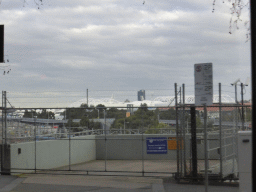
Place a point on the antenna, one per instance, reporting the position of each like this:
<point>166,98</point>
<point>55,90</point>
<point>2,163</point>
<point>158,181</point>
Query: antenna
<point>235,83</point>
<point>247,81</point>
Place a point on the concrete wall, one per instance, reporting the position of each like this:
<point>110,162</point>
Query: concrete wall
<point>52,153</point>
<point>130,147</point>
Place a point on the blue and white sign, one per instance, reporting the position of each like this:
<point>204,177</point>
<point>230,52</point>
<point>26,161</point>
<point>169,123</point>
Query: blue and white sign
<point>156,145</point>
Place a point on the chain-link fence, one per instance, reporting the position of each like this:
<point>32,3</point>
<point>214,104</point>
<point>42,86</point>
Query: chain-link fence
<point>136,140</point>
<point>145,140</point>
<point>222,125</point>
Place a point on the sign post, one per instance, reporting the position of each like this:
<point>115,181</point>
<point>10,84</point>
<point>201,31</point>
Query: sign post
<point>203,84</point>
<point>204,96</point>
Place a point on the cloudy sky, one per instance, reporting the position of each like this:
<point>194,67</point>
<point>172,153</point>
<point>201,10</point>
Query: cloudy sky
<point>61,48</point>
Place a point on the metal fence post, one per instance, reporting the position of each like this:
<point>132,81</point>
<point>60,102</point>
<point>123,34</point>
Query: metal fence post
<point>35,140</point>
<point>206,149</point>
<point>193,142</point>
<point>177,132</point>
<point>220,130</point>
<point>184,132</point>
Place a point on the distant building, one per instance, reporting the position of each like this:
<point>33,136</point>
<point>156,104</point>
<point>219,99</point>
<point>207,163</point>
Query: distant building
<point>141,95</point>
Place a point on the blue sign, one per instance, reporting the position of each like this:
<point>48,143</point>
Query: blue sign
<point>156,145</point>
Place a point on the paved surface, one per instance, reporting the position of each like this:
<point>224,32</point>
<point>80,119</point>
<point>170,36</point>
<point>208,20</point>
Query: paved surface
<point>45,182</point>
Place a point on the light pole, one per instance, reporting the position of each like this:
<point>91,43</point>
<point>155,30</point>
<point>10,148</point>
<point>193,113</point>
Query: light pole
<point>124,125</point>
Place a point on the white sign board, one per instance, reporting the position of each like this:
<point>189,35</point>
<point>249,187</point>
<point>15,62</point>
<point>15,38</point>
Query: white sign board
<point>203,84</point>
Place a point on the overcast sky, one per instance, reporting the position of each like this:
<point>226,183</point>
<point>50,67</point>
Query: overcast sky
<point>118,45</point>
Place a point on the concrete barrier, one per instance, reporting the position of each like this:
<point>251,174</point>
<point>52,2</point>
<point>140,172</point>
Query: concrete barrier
...
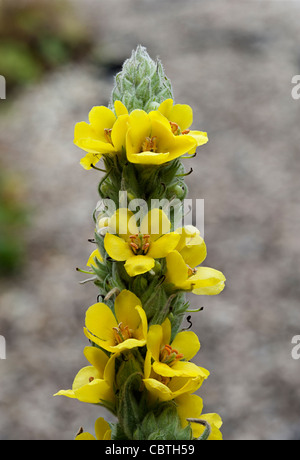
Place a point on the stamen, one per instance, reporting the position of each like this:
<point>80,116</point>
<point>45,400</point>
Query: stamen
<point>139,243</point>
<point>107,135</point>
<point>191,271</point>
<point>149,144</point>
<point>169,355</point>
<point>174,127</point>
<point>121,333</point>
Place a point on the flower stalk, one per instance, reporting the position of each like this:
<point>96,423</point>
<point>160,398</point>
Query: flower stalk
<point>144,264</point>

◆ **Exercise requirements**: Take from the material above the lines running from the one with "<point>48,143</point>" through the one with "<point>226,183</point>", and repeat them exactly, with nothing else.

◆ **Answer**:
<point>48,143</point>
Query: blue sign
<point>156,145</point>
Place a point on the paved surface, one per instance, reporting the position of each like this:
<point>224,32</point>
<point>80,119</point>
<point>170,36</point>
<point>208,20</point>
Query: paved surface
<point>45,182</point>
Place a point on the light pole, one per instance, reporting the position of each like this:
<point>91,43</point>
<point>155,30</point>
<point>10,148</point>
<point>193,113</point>
Query: light pole
<point>124,125</point>
Place a point on the white sign board, one per instance, reporting the position of each like this:
<point>189,35</point>
<point>249,187</point>
<point>15,62</point>
<point>15,38</point>
Query: white sign board
<point>203,84</point>
Place a point on the overcast sky, one per instance, reporting the position of each like this:
<point>226,183</point>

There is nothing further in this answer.